* _WORK TO COMPLETE_
Give every line below again, exactly as it appears.

* _Extracted records_
┌──
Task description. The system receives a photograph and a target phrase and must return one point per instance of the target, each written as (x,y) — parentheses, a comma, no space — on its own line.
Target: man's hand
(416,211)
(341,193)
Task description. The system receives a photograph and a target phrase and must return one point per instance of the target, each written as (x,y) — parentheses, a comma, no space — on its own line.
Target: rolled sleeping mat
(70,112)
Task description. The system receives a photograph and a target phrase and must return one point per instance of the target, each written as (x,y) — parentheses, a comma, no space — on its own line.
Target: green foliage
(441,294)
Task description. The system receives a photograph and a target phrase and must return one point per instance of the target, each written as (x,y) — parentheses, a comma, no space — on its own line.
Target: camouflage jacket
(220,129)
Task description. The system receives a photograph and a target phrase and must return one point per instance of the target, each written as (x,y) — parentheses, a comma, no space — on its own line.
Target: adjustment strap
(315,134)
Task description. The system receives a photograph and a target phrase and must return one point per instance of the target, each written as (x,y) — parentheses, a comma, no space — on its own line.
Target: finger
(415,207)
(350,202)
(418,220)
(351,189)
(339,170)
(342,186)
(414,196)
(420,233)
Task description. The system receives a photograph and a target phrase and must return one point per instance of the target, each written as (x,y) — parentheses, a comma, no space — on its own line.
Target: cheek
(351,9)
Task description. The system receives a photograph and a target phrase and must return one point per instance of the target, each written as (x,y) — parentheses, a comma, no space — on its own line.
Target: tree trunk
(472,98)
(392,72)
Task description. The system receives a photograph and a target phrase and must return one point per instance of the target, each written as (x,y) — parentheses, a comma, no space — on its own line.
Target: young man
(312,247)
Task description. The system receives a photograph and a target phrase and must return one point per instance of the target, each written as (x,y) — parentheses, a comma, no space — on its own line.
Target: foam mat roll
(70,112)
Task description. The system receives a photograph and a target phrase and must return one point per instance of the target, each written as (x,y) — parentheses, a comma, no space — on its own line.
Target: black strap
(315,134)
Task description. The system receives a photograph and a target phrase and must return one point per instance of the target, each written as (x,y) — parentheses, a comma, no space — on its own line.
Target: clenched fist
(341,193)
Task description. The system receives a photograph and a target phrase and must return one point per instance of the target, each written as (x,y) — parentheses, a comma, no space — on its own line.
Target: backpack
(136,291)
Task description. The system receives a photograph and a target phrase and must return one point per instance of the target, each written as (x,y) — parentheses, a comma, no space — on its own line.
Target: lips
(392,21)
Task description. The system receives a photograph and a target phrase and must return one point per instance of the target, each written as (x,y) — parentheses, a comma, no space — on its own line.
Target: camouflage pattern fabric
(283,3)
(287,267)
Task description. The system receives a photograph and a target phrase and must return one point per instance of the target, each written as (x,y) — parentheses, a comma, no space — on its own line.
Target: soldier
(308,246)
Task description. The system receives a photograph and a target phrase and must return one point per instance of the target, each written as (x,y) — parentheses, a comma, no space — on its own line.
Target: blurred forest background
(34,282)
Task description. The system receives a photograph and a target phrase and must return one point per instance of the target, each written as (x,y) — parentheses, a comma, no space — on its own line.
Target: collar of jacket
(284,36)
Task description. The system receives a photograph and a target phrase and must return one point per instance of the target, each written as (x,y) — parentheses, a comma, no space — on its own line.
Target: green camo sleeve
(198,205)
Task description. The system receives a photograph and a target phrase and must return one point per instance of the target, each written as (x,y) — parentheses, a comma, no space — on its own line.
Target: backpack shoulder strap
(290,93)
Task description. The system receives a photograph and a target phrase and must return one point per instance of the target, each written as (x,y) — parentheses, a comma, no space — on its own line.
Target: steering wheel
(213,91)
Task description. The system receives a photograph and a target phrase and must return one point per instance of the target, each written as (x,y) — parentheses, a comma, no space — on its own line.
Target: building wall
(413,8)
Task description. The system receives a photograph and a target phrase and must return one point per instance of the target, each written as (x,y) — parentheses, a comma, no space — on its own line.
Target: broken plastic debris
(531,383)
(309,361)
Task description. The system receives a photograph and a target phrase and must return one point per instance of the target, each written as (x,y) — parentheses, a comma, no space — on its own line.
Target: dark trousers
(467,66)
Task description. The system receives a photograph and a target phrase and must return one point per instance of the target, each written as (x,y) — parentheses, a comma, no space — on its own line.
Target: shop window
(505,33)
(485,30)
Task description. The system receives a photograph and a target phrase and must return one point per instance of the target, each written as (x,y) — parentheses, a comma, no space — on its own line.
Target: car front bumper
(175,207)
└──
* _RESPONSE FOR THIS EXERCISE_
Task description. The system receives a photograph and a target phrase and must return one point per instance of the target, each written as (x,y) — parentheses, a comma, no space — on its own line.
Target: man's hand
(416,211)
(341,193)
Task description. The system receives a photograph and a target phrase and must return one point per instance of the target, each written as (x,y) — parentheses, a comma, no space — on its own line.
Target: rolled sleeping mat
(70,112)
Task description. The system receives a photograph and a target phrase and must return one point per instance of the target, each written as (x,y) — parentheses, a comma, no space — on its own line.
Target: green foliage
(441,294)
Task description. The system receives a photograph and a target phrase and must return one point per instance of the target, each written as (x,y) — parentheses, a comma, no space — on its own line.
Target: camouflage jacket
(220,129)
Task description. The system receives a photograph and a target phrase and must return one point per instance of the target, each written as (x,y) — parentheses, a comma, no space — on its own line.
Target: adjustment strap
(315,134)
Task description. The system receives a photograph and a target phrase and must return one point per instance of the target, each written as (x,y) — parentheses, a comma, no space — on its own line.
Target: finger
(415,207)
(350,202)
(418,220)
(351,189)
(339,170)
(342,186)
(414,196)
(420,233)
Task description. The system receives a photograph and a target phrase and must return one point per instance of the target, each written as (x,y) — parentheses, a comma, no space — on its own line.
Target: cheek
(351,9)
Task description. The system receives a photograph and a target phrase and must return one point per instance of the target, each written as (x,y) — parentheses, a comma, no space — on its own line.
Target: tree trunk
(472,98)
(392,72)
Task description. The system receives a photograph and a target phrase and must return one point per instance of the target, each written as (x,y) — parentheses, a comma, no space — on its own line.
Target: young man
(312,247)
Task description. The system receives a photograph and a target phrase and must return one point per instance of the target, each written as (x,y) — parentheses, a comma, no space — on its own line.
Target: foam mat roll
(70,112)
Task description. The system receives a photograph and a target phrase and must return one point per instance of the target, each written as (x,y) — parentheses, a comma, no space — on its own line.
Target: black strap
(315,134)
Task description. The system receives a photograph and a target phrase and must return one point per instance of the target, each written as (x,y) — parentheses, a comma, no space — on its own line.
Target: clenched fist
(341,193)
Task description. The system receives a photograph and a target phrase and must return one point per instance of the target, each written as (x,y) — parentheses, a comma, no space — on its own line.
Target: backpack
(136,291)
Task description. The system receives a photograph and a target phrase and must return one point per instance of the target, each written as (x,y) — parentheses, a comma, no space — on its own line.
Target: lips
(392,21)
Task description. The system receives a photograph and a target phrase and must return one point per instance of the target, each written as (x,y) — parentheses, a comma, no space — on its own line.
Target: camouflage pattern fabric
(283,3)
(287,267)
Task description. The system receives a photograph and a target phrase and must return one point per instance of the target, each written as (x,y) — parentheses, a comma, no space — on its own line.
Target: soldier
(308,246)
Task description. The system receives a photograph and a target phrase and must return one point per instance of the target, each written as (x,y) — parentheses, a comma, no space — on its own line.
Target: blurred forest background
(34,282)
Task description. The system receives a photograph and a target phrase and must return one point per instance of the target, each written as (x,y) — parentheses, a comma, no space — on its own line.
Target: collar of jacket
(284,36)
Task description. The system receives a photograph and a target phrase and must return one point per instance of the target, each written as (x,y) — parentheses, a comma, no space — on its own line.
Target: green camo sleeve
(198,205)
Task description. The system receives a photograph and a target phrase and must return one point per instance of the target, each written as (x,y) — parentheses, a comma, no space — on its own line.
Target: backpack shoulder strap
(290,93)
Task description. The system receives a photograph and a target phrase and must return one point per instance of the target, each written as (x,y) — parentheses, a comma, no space — on its own line.
Target: steering wheel
(213,91)
Task description. The system receives a photograph and a target phrase and must return one point per instance of the target, each written as (x,y) — parentheses, a comma, no space — on its own line.
Target: building wall
(413,8)
Task description. The system receives a photograph and a target phrase and must return one point per instance of the target, each written as (x,y) — parentheses, a comma, no space — on its own line.
Target: broken plastic debris
(531,383)
(309,361)
Task description. The system receives a photograph and a target phrase and must return one point per instance of the target, each written as (x,y) — parentheses, a comma, no space — on its own line.
Target: dark trousers
(467,66)
Task description. The system receives a photograph and a target phrase and must return one point per instance of the target, each written as (x,y) — parentheses, a comma, no space — on its own line.
Target: shop window
(505,33)
(485,30)
Task description. The system receives a photograph and a target phrase and must return one point per instance of the target, each written as (x,y) — parentheses, a comma, no space — on its own line.
Target: car front bumper
(175,207)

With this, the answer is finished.